● Information supplied:
--*--

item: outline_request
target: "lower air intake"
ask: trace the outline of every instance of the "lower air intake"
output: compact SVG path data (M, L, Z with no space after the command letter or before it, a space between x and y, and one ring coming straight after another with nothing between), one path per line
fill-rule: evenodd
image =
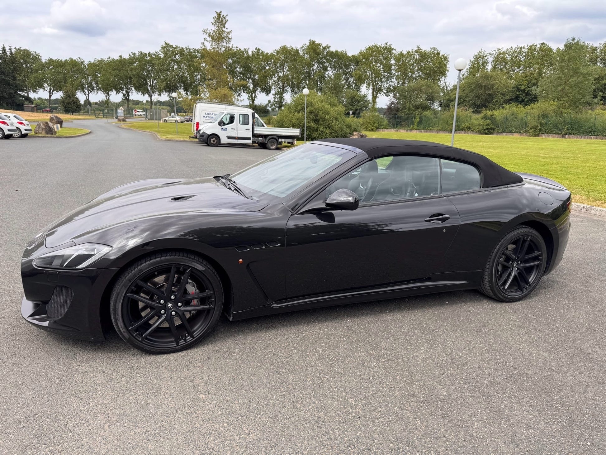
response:
M67 311L72 299L74 297L74 291L65 286L58 286L53 291L53 297L46 304L46 314L48 317L57 319L62 317Z

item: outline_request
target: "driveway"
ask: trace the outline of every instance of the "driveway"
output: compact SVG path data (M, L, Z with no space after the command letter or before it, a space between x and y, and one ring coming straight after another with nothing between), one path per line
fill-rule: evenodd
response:
M230 322L148 356L21 318L28 240L115 186L271 154L161 141L103 120L0 141L0 453L606 453L606 218L523 302L459 292Z

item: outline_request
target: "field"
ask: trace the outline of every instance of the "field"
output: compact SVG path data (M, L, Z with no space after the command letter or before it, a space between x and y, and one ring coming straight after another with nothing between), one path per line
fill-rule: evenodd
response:
M70 136L76 136L79 134L84 134L84 133L87 133L90 130L87 130L84 128L68 128L64 127L61 128L61 130L57 133L56 135L59 137L68 137ZM34 134L32 133L32 136L38 136L40 137L48 137L50 136L50 135L46 134ZM50 137L54 137L50 136Z
M189 139L189 136L193 134L191 132L191 123L190 122L179 124L178 135L175 132L174 123L159 122L159 125L158 125L158 122L152 121L127 121L121 124L121 126L125 128L139 130L141 131L151 131L157 134L162 139L196 140L195 139Z
M450 135L366 132L369 137L450 144ZM564 185L573 200L606 207L606 141L457 135L454 146L482 153L518 172L538 174Z
M28 122L48 121L48 117L53 113L56 114L64 120L85 120L95 118L91 115L70 115L69 114L58 113L57 112L24 112L22 110L2 110L2 112L16 113L23 117Z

--*--

● Task instructions: Can you recast all of the items above as a JSON list of strings, one string per line, with blank lines dropped and the pictures left out?

● Task solution:
[
  "item: outline_request",
  "target: \"lower air intake\"",
  "ask: trace the outline of every instance of the \"lower air intake\"",
  "output: compact SVG path data (M, L, Z with no space after the command letter or before it, a space between x and y, and one ring coming straight after another with nothing between), one path per line",
  "fill-rule: evenodd",
  "image =",
  "response:",
  "M67 311L72 299L74 297L74 291L65 286L58 286L53 291L53 297L46 304L46 314L48 317L57 319L62 317Z",
  "item: outline_request",
  "target: \"driveway\"",
  "ask: trace the outline of every instance of the \"driveway\"",
  "output: compact SVG path data (M, L, Z with no space after the command letter or before it, a space between x and y, and one ring coming straight after another with nothing between), one path per line",
  "fill-rule: evenodd",
  "response:",
  "M230 322L148 356L21 318L28 240L115 186L271 154L161 141L103 120L0 141L0 453L606 453L606 218L523 302L459 292Z",
  "item: outline_request",
  "target: \"field\"",
  "ask: trace the outline of every instance of the \"field\"",
  "output: compact SVG path data (M, L, Z with no space after the command letter or before it, a space between x and y, and one ring coming straight after another with nothing between), one path per line",
  "fill-rule: evenodd",
  "response:",
  "M70 136L76 136L79 134L84 134L84 133L87 133L90 130L87 130L84 128L68 128L64 127L61 128L61 130L57 133L56 135L59 137L68 137ZM34 134L32 133L32 136L38 136L40 137L48 137L50 136L50 135L46 134ZM50 137L54 137L50 136Z",
  "M189 139L189 136L193 134L191 132L191 123L190 122L179 124L178 135L175 132L174 123L159 122L159 125L158 125L158 122L152 121L127 121L121 124L121 126L125 128L139 130L141 131L151 131L157 134L162 139L196 140L195 139Z",
  "M450 135L366 132L369 137L450 144ZM564 185L573 200L606 207L606 141L457 135L454 146L482 153L518 172L538 174Z",
  "M28 122L48 121L48 117L53 113L56 114L64 120L85 120L95 118L91 115L70 115L69 114L58 113L57 112L24 112L22 110L2 110L2 112L16 113L23 117Z"
]